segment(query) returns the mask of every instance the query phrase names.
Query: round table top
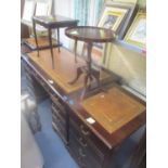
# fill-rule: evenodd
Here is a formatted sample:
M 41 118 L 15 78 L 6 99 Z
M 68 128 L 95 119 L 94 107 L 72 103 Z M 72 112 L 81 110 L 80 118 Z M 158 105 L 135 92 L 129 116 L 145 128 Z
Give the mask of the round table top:
M 91 26 L 67 28 L 65 35 L 72 39 L 85 42 L 112 42 L 115 39 L 115 33 L 113 30 Z

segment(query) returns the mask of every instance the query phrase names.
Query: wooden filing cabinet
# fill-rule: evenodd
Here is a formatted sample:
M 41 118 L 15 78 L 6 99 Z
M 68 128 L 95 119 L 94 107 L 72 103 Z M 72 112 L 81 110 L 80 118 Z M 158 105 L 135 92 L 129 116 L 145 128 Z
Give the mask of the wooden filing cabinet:
M 81 168 L 111 168 L 115 161 L 113 154 L 117 151 L 118 145 L 145 122 L 145 114 L 135 120 L 132 119 L 130 124 L 112 134 L 105 131 L 99 122 L 89 126 L 86 122 L 86 118 L 90 117 L 89 113 L 81 111 L 78 105 L 69 105 L 69 100 L 78 102 L 75 96 L 76 93 L 67 94 L 56 81 L 54 85 L 50 85 L 49 79 L 52 78 L 49 74 L 43 73 L 42 68 L 27 60 L 26 55 L 23 55 L 23 60 L 30 83 L 37 81 L 50 95 L 53 130 L 62 138 L 78 165 Z M 31 87 L 36 92 L 38 87 L 35 85 Z

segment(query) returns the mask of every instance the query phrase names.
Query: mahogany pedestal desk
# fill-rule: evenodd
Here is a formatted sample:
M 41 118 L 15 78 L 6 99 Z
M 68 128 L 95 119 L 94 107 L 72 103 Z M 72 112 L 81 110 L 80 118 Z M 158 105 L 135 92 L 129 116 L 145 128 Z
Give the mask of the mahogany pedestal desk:
M 61 48 L 53 50 L 55 69 L 52 69 L 50 50 L 22 54 L 25 69 L 31 80 L 47 91 L 52 101 L 52 126 L 81 168 L 112 168 L 114 154 L 130 134 L 145 124 L 145 102 L 112 82 L 82 101 L 83 81 L 67 81 L 76 72 L 74 55 Z M 78 65 L 85 62 L 78 59 Z M 101 80 L 109 76 L 101 72 Z M 117 80 L 117 77 L 113 80 Z

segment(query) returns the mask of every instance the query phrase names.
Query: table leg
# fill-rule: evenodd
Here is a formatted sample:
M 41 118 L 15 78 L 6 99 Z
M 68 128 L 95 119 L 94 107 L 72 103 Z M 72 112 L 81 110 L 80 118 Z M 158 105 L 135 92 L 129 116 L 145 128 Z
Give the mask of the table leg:
M 33 28 L 34 28 L 34 36 L 35 36 L 37 53 L 38 53 L 38 56 L 39 56 L 39 47 L 38 47 L 38 40 L 37 40 L 37 34 L 36 34 L 36 22 L 34 20 L 33 20 Z
M 52 50 L 52 33 L 51 33 L 51 28 L 48 29 L 48 33 L 49 33 L 51 57 L 52 57 L 52 67 L 54 68 L 54 57 L 53 57 L 53 50 Z
M 77 39 L 75 40 L 74 53 L 75 53 L 75 62 L 77 63 Z
M 60 52 L 60 28 L 57 28 L 57 44 L 59 44 L 59 52 Z

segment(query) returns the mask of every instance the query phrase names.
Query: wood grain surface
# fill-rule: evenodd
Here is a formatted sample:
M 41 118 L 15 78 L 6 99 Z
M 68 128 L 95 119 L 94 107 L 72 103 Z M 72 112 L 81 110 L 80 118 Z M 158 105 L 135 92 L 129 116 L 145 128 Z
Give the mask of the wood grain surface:
M 113 133 L 145 111 L 145 106 L 117 88 L 81 102 L 82 107 L 108 133 Z
M 24 40 L 31 48 L 36 48 L 36 41 L 35 41 L 34 37 L 27 38 L 27 39 L 24 39 Z M 52 39 L 52 44 L 53 46 L 56 44 L 56 40 L 55 39 Z M 39 48 L 49 47 L 50 46 L 49 38 L 48 37 L 38 37 L 38 46 L 39 46 Z
M 52 68 L 52 59 L 50 50 L 41 50 L 39 57 L 37 51 L 28 54 L 29 59 L 38 65 L 44 73 L 47 73 L 54 82 L 56 82 L 66 93 L 70 93 L 83 87 L 83 76 L 79 78 L 74 85 L 69 85 L 76 77 L 76 70 L 78 66 L 86 65 L 85 61 L 78 57 L 78 62 L 75 63 L 75 56 L 68 50 L 61 48 L 61 52 L 57 49 L 54 51 L 54 69 Z M 104 72 L 101 72 L 101 79 L 108 77 Z

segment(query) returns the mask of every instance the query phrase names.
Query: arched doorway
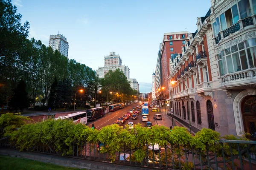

___

• [Exercise requirements]:
List every line in the entries above that contains the word "surface".

• [Solution for this task]:
Query: wood grain surface
Give the mask of the wood grain surface:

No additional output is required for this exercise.